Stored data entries

■ ■ ■ ■ ■ ■ ■

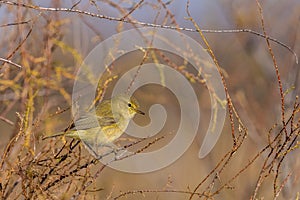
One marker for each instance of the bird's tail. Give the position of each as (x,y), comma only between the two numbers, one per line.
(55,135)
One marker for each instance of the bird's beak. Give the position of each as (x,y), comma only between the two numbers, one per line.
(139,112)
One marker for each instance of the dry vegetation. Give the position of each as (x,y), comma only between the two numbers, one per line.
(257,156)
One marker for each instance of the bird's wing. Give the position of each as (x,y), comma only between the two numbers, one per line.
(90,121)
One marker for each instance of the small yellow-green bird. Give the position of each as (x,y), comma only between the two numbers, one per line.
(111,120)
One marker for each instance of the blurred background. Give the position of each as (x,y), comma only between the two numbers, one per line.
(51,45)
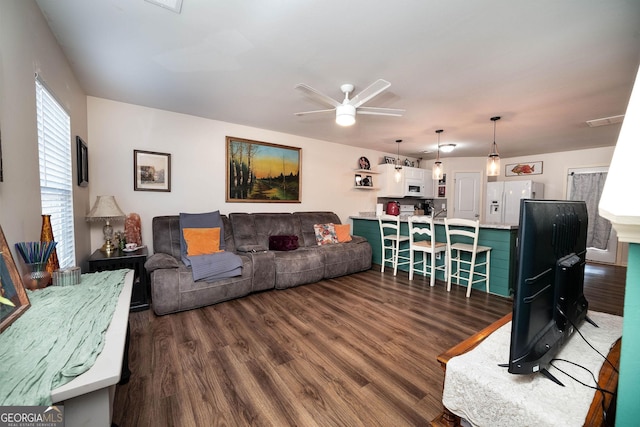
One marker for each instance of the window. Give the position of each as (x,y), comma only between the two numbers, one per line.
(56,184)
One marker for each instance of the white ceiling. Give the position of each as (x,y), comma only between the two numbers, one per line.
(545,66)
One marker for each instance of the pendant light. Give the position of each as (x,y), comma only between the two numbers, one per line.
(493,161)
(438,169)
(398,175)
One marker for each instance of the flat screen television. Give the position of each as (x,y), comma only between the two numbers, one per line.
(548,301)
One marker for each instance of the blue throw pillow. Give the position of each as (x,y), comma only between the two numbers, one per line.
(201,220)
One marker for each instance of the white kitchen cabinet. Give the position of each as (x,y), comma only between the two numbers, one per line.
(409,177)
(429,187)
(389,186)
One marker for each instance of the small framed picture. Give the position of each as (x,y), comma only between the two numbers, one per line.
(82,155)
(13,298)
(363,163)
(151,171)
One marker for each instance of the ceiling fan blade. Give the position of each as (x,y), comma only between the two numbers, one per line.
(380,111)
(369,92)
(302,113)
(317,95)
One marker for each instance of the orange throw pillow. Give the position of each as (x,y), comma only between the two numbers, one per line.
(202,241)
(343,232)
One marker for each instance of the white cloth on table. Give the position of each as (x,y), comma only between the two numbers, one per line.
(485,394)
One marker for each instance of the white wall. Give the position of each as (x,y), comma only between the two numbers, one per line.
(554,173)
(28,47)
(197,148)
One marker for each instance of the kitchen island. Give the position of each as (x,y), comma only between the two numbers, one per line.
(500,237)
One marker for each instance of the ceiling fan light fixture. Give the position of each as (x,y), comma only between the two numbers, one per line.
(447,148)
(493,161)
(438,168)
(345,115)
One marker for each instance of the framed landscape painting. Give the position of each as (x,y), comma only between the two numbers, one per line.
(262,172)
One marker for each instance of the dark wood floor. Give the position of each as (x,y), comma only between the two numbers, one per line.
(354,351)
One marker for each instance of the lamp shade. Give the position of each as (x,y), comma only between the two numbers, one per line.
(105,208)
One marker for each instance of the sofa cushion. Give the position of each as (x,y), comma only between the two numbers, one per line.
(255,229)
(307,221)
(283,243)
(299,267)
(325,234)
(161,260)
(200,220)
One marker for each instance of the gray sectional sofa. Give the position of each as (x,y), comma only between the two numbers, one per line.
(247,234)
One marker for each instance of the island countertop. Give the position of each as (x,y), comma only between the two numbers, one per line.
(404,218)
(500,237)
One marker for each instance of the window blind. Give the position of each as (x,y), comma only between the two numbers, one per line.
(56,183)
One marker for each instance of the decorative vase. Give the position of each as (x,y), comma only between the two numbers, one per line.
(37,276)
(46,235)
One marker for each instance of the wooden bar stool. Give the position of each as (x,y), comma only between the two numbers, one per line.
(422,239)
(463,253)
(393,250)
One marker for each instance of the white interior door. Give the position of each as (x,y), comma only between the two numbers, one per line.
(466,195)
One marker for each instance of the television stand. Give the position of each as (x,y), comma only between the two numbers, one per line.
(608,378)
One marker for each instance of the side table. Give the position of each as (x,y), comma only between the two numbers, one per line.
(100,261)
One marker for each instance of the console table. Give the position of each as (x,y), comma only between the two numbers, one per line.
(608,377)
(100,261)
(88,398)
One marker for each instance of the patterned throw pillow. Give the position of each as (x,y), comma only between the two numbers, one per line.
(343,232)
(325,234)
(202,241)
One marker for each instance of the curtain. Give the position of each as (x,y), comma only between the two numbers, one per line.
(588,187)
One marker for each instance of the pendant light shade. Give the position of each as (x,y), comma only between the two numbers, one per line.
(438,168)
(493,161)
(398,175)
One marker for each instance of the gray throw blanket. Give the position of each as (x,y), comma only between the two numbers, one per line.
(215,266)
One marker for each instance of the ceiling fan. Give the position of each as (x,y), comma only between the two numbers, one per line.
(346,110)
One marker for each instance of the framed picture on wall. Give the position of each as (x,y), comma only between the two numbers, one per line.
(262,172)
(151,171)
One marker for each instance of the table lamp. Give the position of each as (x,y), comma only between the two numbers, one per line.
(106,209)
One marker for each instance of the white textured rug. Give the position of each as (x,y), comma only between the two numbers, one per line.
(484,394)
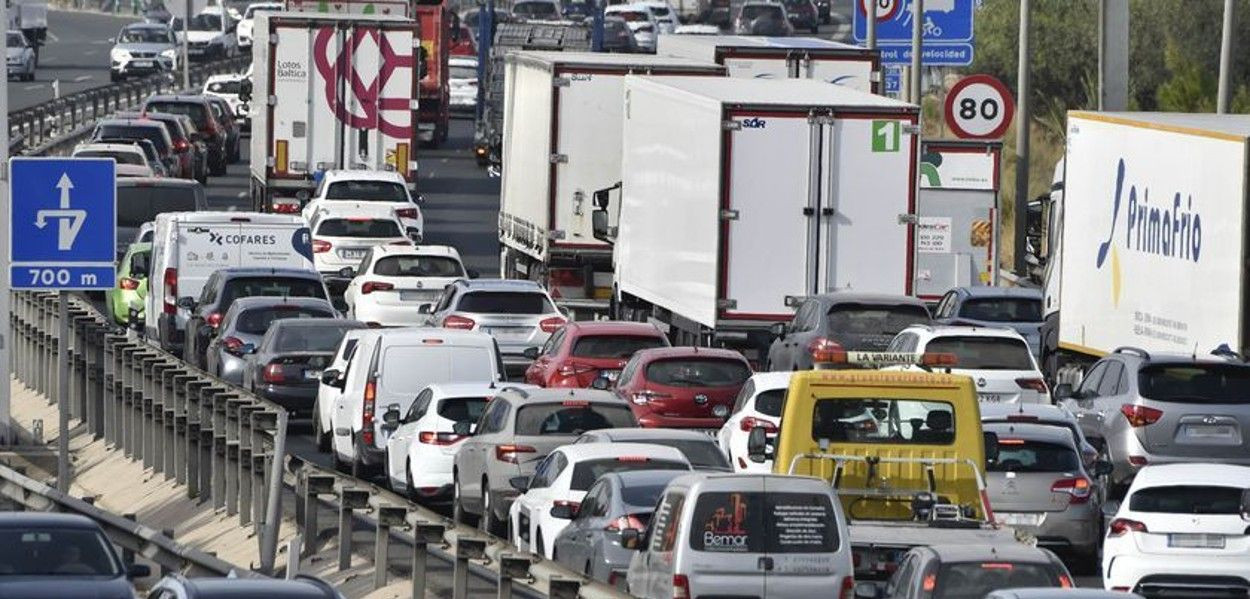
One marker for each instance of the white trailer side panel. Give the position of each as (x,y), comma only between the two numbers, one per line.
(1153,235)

■ ■ ■ ■ ■ ■ ■

Go back to the records above and write them out exactly, without the pictures.

Answer space »
One marker for each instance of the bird's tail. Give the position of each as (x,y), comma only between the two numbers, one per line.
(55,135)
One marker for each instance of the bird's beak. Give the position of each as (x,y), comma only between the two numbers, one per line.
(139,112)
One marker for each instance of the dry vegetation. Give the position of each as (x,y), comma only between the two numbers, one per line.
(257,156)
One marker for each instance of the bird's wing. Give the position of each as (x,y), comma only between the two numbers, one per line.
(90,121)
One marker for each instance of the small yellow-green bird. Give the position of each as (x,y), comma only between the two numbers, one per line.
(111,120)
One marker for each instance of the blurred background. Give the position of each as (x,y), comma only between the two numbers, one per line.
(51,45)
One marker for each instance of the window. Give the position of each as (x,y), comma only between the two numbers, one per line.
(56,184)
One marker for each instance of the white ceiling. Give the position of each as (x,y), comma only between the two numbers, one per line.
(545,66)
One marker for each instance of the pendant light. Give the position of each as (x,y), comma only between the two numbers, one per line.
(493,161)
(438,169)
(398,175)
One marker for each instance of the flat screen television. Give the position of each as (x,y), comma only between the two numbers, one per line.
(548,301)
One marker for each instance of the blue throw pillow. Give the position of each as (x,y), comma only between the two numbers, one per line.
(201,220)
One marker for each instance of the white kitchen cabinet. Give the position of each as (x,y), comma only between the two numbers, one per line.
(409,177)
(429,187)
(389,186)
One marker for each instance of the small framed picture. Give the position of each as (x,y), comma only between the two numbers, one per line.
(82,155)
(13,298)
(363,163)
(151,171)
One marker for each instance of the ceiling fan blade. Give the position of each as (x,y), comma only between the two numbers, one per line.
(380,111)
(369,92)
(302,113)
(317,95)
One marker for each instance of the orange throw pillow. Give the position of each as (x,y), comma only between the two numbers, one per line.
(202,241)
(343,232)
One marker for each instance of the white cloth on table. Give the position of each as (x,y), comma only between the two numbers, one per line.
(485,394)
One marker for each instance of the white wall. Give the position of each as (x,y), comma only between the two numbers, one per line.
(554,173)
(28,47)
(197,148)
One marker for each instance of the kitchen island. Give the position of each as (x,y), comma only between the two numbers, one per line.
(500,237)
One marker for each instance of the ceiling fan light fixture. Give the position of each as (x,y), comma only between the two numbers, one per line.
(447,148)
(493,161)
(438,168)
(345,115)
One marker for each instance of the framed landscape painting. Give the position of each as (x,y), comma only between the two numbers, one per line.
(262,172)
One marker for each instance of the dark wood floor. Give the position of each as (x,y), comma only between the two numbers, one per line.
(354,351)
One marker for each instance of the lamp shade. Give the position of each as (x,y), comma only between the two numbers, one per line.
(105,208)
One marker for each instance of the sofa cushion. Give the position of each as (x,y), comma only between the two numbers, one per line.
(255,229)
(307,221)
(283,243)
(299,267)
(325,234)
(161,260)
(200,220)
One marker for each instance of the gray sectional sofa. Give the position of each as (x,y), comma only between the two numbers, one per line.
(247,234)
One marker for each instance of the island countertop. Give the position of each as (x,y), comma only between the two numbers, one per line.
(404,218)
(500,237)
One marker for each instance of the window blind. Give the position of each as (x,y), comma only between the two numbers, one per line.
(56,183)
One marker for each instance of the decorative vase. Give the position of each as (x,y), comma only between the two numbers, one per line.
(37,276)
(46,235)
One marker for each instance of the wooden bar stool. Give the position of each as (x,y), comma only between the two numbers, one per line.
(422,239)
(463,253)
(393,250)
One marker for each instance of the white interior door. Give the position of each as (x,y), comma only between the two numbers, one per line.
(466,195)
One marker for each instance of the television stand. Give the position of each as (x,y), comma only between the two numbers, one per line.
(608,378)
One marker for each instance of the side table. Give the position of each as (x,y), comma only between the two numbers, one per line.
(100,261)
One marker for each instance of the console table. Give the position of each as (x,y), comma only between the two numbers, one per line.
(608,377)
(100,261)
(88,398)
One marker for each instance of the patterned throw pillow. Give the position of each as (x,y), comma only between the two numbers, one per line.
(343,232)
(325,234)
(202,241)
One marker for each instance of the curtain. Give the position of each as (x,y), comma only between the two numbers, one per line.
(588,187)
One marker for each instance of the pendant light shade. Give the position of each as (x,y), comma only between the two numbers, one per line.
(438,168)
(493,161)
(398,175)
One marker for each instance of the gray throw blanket. Give the position of each as (x,y), comma only between the two numbers, one per line.
(215,266)
One marker for each instance of the ceiling fan. Give the position of each as (x,y), comma only between the two numbers, one per line.
(346,110)
One marker for each instance of the framed picture on wall. Give the position of each as (x,y), comma only between the two numbers, one per line.
(262,172)
(151,171)
One marker for each instance of the table lamp. Give the position of each as (x,y), comma only between the two numbers, one per line.
(106,209)
One marker for each instance of the white textured rug. Give the position of each as (x,y), comma only between the two numbers, one per line.
(484,394)
One marker for each instance of the white trailer side panel. Give the position of each as (x,y), comma only between the two numbers, one per line.
(1153,235)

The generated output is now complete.